• **To do**
[1] In the XOXO post, why does the writer say the MakerBot Replicator's price isn't a lot? Answer in one to three sentences.
[2] Answer these from the XOXO post:
(a) What is the retail price of the MakerBot Replicator?
(b) Besides raising money without losing control, what else does Kickstarter let you do?
(c) Why did the writer, as a kid, take up programming languages?
[3] Transcribe everything in the XOXO post from "XOXO Festival 2012" down to "create as apps.".

• **Page text**
— START —

XOXO: crafty makers from the future

XOXO Festival 2012

I know these things:

 
The mass market will be obsolete.

New kinds of enabling technology – including, but not limited to, the Internet – are changing the way people make things, the way they sell them, and the entire mechanics of how marketplaces work.

We’ve been able to create software very easily since the beginning. In fact, the very reason you’re reading this now is that I decided, as a kid, that programming languages were my fastest route to building the things I had in my head and sharing them with other people.

But here’s the thing. Atoms are the new bits. The MakerBot Replicator, a full-blown 3D printer, retails for upwards of $1,749. That might sound like a lot, but it isn’t. Each one is a mini factory: you feed in a digital 3D model, and the printer makes the real thing. Suddenly, objects are as easy to create as apps.

Need a marketplace to sell the things you create? Etsy is an amazing portal to consumers all over the world. (And the single best place to buy this year’s Christmas presents.) Need a little more startup capital? Kickstarter lets you raise money without losing control, as well as test the water to gauge interest in your idea.

— END —

• **Extracted material**
— START —

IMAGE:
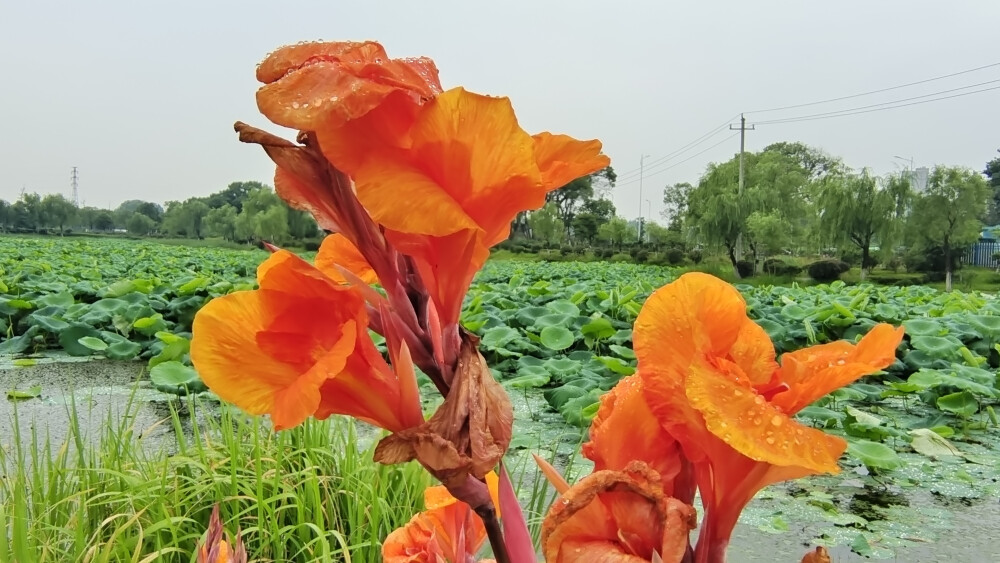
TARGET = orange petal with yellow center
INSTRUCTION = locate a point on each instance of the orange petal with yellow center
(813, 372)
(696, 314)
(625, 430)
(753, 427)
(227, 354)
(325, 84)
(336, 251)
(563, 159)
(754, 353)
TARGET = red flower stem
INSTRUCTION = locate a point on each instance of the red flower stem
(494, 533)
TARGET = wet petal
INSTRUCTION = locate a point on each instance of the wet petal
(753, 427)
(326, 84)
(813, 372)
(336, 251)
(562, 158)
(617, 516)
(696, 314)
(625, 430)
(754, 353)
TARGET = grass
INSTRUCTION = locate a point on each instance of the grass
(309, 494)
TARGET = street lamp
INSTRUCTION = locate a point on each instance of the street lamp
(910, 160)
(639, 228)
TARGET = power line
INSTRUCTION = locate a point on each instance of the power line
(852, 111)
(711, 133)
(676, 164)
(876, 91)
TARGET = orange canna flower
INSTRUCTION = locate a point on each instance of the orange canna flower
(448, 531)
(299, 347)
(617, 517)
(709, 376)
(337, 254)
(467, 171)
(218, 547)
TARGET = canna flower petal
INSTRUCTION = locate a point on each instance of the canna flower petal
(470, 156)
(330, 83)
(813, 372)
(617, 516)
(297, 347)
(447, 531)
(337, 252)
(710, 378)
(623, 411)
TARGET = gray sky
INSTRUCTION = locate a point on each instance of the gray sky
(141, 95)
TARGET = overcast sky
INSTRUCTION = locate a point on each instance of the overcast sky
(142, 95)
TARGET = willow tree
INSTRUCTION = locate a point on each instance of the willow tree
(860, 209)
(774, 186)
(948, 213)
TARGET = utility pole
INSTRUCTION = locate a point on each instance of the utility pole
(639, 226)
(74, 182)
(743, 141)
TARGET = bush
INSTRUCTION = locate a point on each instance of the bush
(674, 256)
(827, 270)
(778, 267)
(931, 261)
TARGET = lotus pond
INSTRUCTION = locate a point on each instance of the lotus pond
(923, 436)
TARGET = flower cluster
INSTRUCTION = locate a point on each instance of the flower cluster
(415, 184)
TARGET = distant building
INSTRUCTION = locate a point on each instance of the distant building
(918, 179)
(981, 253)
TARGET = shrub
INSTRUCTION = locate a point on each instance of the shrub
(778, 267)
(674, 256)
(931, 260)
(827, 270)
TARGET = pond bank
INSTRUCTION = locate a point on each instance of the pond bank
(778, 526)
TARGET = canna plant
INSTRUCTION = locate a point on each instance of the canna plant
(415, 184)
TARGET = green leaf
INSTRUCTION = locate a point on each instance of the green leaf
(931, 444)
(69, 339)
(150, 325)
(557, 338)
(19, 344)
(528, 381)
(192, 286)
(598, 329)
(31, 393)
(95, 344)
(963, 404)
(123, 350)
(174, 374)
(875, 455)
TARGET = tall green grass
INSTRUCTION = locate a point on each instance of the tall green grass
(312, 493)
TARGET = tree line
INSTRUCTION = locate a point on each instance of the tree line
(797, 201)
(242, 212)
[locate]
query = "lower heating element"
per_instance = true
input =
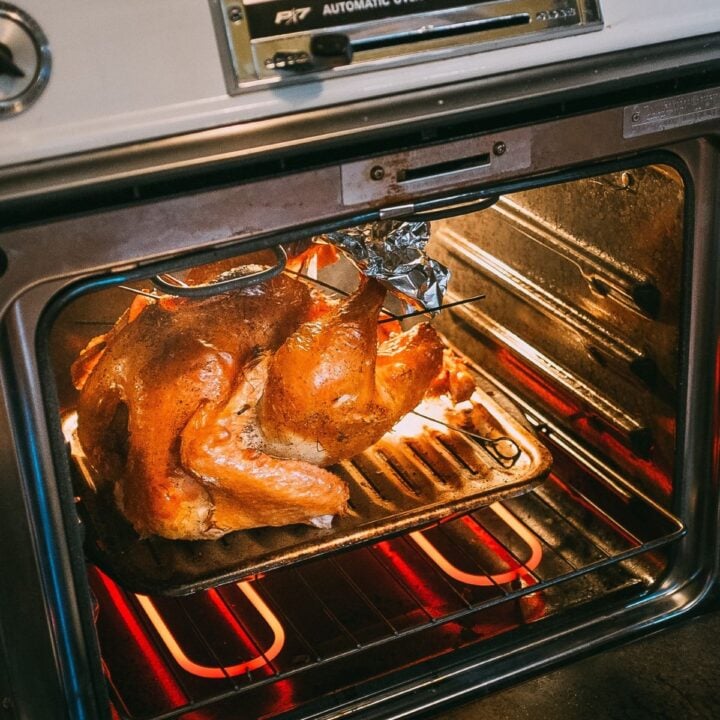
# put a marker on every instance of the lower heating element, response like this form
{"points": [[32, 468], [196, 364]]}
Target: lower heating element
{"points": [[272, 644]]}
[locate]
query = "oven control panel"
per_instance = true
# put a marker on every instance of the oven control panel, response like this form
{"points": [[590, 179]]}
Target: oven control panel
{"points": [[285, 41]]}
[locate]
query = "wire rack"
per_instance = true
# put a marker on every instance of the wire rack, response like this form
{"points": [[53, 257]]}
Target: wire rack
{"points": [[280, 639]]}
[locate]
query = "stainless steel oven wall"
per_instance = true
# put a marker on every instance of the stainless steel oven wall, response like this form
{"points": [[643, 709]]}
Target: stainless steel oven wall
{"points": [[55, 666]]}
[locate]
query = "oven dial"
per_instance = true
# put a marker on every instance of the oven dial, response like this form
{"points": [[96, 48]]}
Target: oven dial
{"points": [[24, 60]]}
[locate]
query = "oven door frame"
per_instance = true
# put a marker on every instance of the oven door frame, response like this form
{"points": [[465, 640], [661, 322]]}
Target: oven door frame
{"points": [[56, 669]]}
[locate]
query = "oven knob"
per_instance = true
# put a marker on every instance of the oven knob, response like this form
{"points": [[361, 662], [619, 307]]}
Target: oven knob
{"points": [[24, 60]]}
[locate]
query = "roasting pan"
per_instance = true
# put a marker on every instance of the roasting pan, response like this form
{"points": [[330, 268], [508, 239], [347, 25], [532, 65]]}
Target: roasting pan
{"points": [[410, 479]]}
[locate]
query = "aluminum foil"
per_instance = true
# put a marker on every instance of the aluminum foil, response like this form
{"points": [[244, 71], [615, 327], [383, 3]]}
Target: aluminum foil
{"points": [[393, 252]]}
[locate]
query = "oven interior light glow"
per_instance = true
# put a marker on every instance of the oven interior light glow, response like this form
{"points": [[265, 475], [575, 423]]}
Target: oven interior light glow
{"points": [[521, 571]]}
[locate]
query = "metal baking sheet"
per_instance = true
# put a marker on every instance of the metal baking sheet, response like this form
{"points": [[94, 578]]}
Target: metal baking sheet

— END —

• **Answer set**
[1] Each Replicator works as a mini factory. You feed in a digital 3D model and it makes the real thing, so objects become as easy to create as apps.

[2]
(a) Upwards of $1,749.
(b) Test the water to gauge interest in your idea.
(c) They were the writer's fastest route to building the things in the writer's head and sharing them with other people.

[3]
XOXO Festival 2012

I know these things:

 
The mass market will be obsolete.

New kinds of enabling technology – including, but not limited to, the Internet – are changing the way people make things, the way they sell them, and the entire mechanics of how marketplaces work.

We’ve been able to create software very easily since the beginning. In fact, the very reason you’re reading this now is that I decided, as a kid, that programming languages were my fastest route to building the things I had in my head and sharing them with other people.

But here’s the thing. Atoms are the new bits. The MakerBot Replicator, a full-blown 3D printer, retails for upwards of $1,749. That might sound like a lot, but it isn’t. Each one is a mini factory: you feed in a digital 3D model, and the printer makes the real thing. Suddenly, objects are as easy to create as apps.